Start of Source data
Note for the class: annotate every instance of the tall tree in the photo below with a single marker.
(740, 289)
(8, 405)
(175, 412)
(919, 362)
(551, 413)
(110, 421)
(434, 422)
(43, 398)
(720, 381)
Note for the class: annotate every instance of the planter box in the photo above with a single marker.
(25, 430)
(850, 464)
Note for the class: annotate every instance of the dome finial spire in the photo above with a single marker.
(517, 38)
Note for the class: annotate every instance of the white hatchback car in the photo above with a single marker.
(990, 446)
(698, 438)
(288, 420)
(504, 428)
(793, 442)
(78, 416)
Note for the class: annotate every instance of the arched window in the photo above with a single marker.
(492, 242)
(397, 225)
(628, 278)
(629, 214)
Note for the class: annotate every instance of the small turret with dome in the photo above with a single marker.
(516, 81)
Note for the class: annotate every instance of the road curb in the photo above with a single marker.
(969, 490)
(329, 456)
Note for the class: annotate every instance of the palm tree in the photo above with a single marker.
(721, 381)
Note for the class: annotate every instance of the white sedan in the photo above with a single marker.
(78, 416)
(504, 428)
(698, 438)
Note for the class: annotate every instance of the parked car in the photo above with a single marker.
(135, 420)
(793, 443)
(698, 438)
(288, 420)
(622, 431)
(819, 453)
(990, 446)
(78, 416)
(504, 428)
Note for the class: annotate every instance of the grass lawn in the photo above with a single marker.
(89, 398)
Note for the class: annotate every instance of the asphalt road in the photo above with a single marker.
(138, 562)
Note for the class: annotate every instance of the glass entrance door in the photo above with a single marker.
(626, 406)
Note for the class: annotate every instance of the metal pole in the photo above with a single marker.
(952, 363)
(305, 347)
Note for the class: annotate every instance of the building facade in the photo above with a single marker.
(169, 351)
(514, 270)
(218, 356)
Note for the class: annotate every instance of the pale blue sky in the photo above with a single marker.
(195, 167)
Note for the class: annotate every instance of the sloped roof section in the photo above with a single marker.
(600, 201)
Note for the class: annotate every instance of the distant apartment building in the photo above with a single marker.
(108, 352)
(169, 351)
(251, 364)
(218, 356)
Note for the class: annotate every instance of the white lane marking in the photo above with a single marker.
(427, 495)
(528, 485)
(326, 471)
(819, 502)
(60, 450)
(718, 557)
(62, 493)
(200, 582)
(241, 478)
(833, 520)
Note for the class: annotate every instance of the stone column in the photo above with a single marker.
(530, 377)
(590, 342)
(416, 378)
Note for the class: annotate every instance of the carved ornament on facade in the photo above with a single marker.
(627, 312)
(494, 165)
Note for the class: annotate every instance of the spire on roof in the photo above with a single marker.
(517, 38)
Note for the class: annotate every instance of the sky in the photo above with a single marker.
End of Source data
Every line of the data is to be printed again exactly.

Note for the class: annotate every instance of the tall tree in the photo below with a single marker.
(740, 289)
(8, 405)
(175, 412)
(919, 362)
(551, 413)
(110, 421)
(434, 422)
(43, 398)
(720, 381)
Note for the class: annotate every instance of the planter box in the photo above with a single marker.
(25, 430)
(850, 464)
Note for the class: annotate every instance of the dome finial spire in the photo above with a single marker.
(517, 38)
Note for the class: annotate every instance of the white hatchback car in the photo above with a single marker.
(990, 446)
(698, 438)
(288, 420)
(504, 428)
(793, 442)
(78, 416)
Note for the class: annotate every instance of the arched window in the photo above with a single marker.
(492, 242)
(397, 225)
(628, 278)
(629, 214)
Note for the class: annotate every instance of the small turret with dome in the photo above with a single marker.
(516, 81)
Note for the class: annotate every instance of the road curb in the photo above with a single marker.
(969, 490)
(329, 456)
Note for the class: annotate every instance of the palm tree in the photo above with a single marker.
(721, 381)
Note for the class: annotate every instance of the white sedan in the photo above with a single marker.
(78, 416)
(504, 428)
(698, 438)
Note for the class: annotate every instance of the parked car in the photo above with a single marker.
(135, 420)
(793, 443)
(698, 438)
(288, 420)
(622, 431)
(819, 453)
(990, 446)
(78, 416)
(504, 428)
Note for the class: annotate every instance of the grass lawn in the photo above with a single marker.
(89, 398)
Note for the class: annotate every instance of the asphalt road in the photo above with a single marker.
(138, 562)
Note for the class: annotate every instance of the glass entrance door in the photo above with a single marker.
(626, 406)
Note for the class: annotate every instance of the metal pole in the photo above with a single marker.
(952, 363)
(305, 347)
Note for the class: annotate every instance of the building facade in the photo above with a single marker.
(169, 351)
(514, 270)
(218, 356)
Note for the class: annotate every instance of the pale blue sky in the photo above with a single marker.
(195, 167)
Note for the class: annotate every instance of the sloped roof section in the photo above with a single marker.
(600, 201)
Note for the class: annotate every instance of the distant apartment building in the photo above with a single marker.
(108, 352)
(169, 351)
(251, 364)
(218, 356)
Note for the class: annotate every instance of the white lane marking in the photo above with a single marker.
(427, 495)
(528, 485)
(326, 471)
(819, 502)
(60, 450)
(718, 557)
(62, 493)
(200, 582)
(241, 478)
(833, 520)
Note for the class: annotate every instance of the stone column in the photo above with a single marker.
(530, 377)
(590, 342)
(416, 378)
Note for the class: annotate every instance of the carved ornament on facade in the photo above with a single marker.
(627, 312)
(494, 165)
Note for the class: annotate every instance of the spire on roof in the photo above with a single marker.
(517, 38)
Note for the class: annotate every instance of the sky in the photo above with a single marker.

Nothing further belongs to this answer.